:: Supplied records ::

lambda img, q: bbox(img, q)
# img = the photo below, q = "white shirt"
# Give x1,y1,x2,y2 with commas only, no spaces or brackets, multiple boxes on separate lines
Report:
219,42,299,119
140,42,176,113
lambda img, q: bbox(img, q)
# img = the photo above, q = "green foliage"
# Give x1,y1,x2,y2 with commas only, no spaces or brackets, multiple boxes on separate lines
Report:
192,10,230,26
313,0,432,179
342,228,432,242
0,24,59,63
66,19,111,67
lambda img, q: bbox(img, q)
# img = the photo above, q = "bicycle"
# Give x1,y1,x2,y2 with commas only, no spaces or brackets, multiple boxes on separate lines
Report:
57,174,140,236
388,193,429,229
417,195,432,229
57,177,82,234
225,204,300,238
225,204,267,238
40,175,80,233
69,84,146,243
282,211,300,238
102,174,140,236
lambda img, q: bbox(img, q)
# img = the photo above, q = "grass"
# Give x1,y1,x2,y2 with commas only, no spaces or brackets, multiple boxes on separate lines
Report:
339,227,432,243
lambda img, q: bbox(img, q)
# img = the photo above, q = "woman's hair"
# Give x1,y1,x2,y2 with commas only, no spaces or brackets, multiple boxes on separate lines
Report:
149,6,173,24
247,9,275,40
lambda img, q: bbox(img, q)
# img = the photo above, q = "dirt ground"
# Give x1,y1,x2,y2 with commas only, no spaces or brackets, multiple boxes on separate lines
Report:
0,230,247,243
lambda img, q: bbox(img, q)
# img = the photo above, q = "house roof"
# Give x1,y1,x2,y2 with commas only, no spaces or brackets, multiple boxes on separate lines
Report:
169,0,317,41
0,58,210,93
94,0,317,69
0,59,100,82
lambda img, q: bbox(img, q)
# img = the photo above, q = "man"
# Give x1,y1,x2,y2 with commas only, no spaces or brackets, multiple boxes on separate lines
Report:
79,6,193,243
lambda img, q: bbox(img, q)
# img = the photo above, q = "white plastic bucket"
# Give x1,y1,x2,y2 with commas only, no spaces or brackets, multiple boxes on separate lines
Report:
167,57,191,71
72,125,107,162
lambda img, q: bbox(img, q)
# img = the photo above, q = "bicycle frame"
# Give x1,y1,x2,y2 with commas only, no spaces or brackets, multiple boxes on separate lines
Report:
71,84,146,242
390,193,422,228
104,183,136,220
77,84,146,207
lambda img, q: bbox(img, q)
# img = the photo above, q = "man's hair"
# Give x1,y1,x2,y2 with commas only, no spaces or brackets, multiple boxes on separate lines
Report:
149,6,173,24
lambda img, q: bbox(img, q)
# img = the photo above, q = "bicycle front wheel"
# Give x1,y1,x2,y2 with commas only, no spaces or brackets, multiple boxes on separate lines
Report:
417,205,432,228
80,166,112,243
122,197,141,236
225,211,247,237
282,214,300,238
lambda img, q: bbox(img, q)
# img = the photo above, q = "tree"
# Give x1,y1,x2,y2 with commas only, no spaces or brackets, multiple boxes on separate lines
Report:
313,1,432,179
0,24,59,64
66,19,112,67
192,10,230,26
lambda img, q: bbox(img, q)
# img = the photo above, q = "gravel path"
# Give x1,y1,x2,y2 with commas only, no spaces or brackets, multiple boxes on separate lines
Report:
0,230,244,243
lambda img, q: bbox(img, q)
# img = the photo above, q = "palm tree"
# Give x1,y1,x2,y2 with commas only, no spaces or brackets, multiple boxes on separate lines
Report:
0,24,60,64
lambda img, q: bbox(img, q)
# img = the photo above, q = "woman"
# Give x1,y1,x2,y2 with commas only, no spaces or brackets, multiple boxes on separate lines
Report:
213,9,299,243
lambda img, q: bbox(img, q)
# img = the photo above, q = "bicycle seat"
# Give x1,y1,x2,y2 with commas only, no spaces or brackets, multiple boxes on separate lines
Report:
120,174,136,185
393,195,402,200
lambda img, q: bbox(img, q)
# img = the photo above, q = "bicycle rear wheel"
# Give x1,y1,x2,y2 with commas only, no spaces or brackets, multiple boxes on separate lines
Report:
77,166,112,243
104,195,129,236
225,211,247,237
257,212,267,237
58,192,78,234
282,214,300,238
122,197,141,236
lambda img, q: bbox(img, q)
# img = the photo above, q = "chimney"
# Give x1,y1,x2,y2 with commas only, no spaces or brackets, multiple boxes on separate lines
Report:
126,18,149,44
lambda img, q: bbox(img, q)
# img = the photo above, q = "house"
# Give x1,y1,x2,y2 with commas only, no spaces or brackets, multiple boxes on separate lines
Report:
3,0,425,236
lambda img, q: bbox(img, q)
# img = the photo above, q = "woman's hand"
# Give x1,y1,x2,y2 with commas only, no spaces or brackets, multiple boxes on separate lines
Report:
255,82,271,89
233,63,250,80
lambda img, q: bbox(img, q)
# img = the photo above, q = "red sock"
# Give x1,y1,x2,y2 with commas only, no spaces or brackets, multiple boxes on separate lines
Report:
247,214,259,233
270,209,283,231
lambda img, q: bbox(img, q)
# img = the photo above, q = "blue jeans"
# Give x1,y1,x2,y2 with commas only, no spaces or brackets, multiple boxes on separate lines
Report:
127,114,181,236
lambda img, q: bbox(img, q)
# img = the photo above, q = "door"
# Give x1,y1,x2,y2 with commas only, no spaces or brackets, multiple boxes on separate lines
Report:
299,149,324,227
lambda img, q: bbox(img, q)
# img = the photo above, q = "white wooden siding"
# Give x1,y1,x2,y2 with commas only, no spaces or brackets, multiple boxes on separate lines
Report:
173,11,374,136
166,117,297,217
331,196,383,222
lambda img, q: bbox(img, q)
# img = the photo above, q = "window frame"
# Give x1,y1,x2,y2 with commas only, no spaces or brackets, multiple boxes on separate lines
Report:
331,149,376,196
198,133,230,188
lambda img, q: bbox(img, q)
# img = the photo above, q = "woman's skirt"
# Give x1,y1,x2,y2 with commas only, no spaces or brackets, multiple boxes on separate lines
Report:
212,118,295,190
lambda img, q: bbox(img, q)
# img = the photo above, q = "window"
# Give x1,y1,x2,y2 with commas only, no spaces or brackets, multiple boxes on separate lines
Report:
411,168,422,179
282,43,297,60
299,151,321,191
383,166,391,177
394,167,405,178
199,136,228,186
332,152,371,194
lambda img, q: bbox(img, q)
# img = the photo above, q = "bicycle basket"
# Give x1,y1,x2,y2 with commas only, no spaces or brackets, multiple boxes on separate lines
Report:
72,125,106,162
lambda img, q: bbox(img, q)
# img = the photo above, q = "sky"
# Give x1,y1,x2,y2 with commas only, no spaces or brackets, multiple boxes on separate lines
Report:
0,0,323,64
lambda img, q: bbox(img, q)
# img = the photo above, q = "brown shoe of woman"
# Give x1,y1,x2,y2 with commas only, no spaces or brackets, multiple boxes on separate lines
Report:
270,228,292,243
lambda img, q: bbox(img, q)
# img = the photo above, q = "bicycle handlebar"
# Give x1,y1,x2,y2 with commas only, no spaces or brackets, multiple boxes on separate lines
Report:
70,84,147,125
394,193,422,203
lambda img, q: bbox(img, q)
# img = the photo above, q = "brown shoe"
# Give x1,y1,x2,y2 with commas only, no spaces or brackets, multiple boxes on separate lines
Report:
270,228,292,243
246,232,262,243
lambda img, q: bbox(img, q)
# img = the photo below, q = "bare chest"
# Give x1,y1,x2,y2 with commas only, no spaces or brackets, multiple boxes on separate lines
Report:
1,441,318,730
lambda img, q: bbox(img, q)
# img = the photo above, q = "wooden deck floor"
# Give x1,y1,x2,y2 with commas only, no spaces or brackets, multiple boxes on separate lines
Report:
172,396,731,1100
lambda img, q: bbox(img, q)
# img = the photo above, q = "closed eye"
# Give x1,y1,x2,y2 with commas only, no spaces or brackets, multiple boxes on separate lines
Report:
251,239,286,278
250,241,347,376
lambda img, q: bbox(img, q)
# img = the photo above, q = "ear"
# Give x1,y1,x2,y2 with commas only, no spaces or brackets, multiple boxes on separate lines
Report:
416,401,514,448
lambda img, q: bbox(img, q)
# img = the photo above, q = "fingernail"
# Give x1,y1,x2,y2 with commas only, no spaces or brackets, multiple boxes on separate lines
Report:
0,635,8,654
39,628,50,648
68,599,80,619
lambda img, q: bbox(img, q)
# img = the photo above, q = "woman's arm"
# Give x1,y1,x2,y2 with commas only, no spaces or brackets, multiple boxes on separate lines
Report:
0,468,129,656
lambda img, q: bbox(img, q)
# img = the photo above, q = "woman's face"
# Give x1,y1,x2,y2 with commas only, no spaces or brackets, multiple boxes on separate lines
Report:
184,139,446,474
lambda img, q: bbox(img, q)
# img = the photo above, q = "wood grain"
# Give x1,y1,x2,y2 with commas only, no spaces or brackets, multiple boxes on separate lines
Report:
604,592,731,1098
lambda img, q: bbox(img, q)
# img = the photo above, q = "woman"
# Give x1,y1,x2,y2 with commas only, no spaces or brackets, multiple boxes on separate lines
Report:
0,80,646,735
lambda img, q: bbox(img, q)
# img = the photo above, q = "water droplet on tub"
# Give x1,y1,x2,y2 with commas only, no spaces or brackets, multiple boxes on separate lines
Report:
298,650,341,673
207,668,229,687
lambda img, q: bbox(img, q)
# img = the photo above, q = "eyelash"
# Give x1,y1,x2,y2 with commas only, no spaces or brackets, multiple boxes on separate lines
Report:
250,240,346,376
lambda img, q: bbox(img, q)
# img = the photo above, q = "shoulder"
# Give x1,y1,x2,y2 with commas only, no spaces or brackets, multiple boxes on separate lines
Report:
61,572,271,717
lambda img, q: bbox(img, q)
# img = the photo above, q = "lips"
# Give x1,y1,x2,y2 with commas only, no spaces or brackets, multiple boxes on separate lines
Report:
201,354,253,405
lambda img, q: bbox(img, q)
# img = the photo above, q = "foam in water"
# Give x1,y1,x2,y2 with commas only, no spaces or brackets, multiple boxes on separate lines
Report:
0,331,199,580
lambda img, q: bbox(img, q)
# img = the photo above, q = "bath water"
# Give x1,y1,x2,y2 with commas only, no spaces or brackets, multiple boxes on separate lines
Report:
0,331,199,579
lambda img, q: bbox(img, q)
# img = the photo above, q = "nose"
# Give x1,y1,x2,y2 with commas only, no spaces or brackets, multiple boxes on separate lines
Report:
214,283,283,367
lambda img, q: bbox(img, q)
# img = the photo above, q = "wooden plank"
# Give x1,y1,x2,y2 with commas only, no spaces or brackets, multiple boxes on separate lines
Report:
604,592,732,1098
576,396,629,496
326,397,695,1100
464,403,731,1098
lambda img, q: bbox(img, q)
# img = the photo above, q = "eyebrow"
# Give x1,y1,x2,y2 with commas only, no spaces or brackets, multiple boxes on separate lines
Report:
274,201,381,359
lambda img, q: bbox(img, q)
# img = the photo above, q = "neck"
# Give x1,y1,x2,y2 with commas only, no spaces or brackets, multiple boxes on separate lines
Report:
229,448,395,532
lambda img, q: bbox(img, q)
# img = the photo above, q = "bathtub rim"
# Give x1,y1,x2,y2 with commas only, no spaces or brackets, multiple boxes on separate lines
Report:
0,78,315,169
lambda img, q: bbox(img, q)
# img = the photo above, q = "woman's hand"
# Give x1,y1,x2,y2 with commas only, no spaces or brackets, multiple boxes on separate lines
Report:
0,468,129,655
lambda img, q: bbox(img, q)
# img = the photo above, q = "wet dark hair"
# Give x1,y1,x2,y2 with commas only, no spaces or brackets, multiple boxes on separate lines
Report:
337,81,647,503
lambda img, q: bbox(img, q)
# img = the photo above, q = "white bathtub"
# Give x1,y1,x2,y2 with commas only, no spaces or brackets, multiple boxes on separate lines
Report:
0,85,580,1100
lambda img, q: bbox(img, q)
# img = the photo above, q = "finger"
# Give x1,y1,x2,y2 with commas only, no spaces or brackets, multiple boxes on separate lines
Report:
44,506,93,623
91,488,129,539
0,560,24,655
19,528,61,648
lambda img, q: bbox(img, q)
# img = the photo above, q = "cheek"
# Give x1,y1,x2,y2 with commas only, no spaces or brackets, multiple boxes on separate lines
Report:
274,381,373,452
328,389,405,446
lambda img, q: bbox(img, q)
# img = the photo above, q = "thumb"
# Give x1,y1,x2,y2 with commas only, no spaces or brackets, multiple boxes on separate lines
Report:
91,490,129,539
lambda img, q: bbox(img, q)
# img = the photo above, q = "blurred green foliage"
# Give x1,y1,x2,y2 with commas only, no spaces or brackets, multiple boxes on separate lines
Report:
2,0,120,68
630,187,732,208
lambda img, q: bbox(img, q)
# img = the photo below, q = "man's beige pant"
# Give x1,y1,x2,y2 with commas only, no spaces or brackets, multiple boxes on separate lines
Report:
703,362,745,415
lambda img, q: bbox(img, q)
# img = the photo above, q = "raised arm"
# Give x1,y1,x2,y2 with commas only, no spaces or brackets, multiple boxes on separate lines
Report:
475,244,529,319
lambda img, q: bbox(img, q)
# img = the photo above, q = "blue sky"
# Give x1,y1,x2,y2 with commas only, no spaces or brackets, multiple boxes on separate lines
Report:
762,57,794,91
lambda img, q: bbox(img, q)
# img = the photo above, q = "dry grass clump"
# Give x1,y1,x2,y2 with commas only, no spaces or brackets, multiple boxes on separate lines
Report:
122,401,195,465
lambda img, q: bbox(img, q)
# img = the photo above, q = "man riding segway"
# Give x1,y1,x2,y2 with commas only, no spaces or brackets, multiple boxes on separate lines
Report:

:::

Look through the entries above for the word "window". Copy every line where it shows up.

→ **Finished exercise**
# img = the photo above, q = "window frame"
# img = the photo above, q = "window"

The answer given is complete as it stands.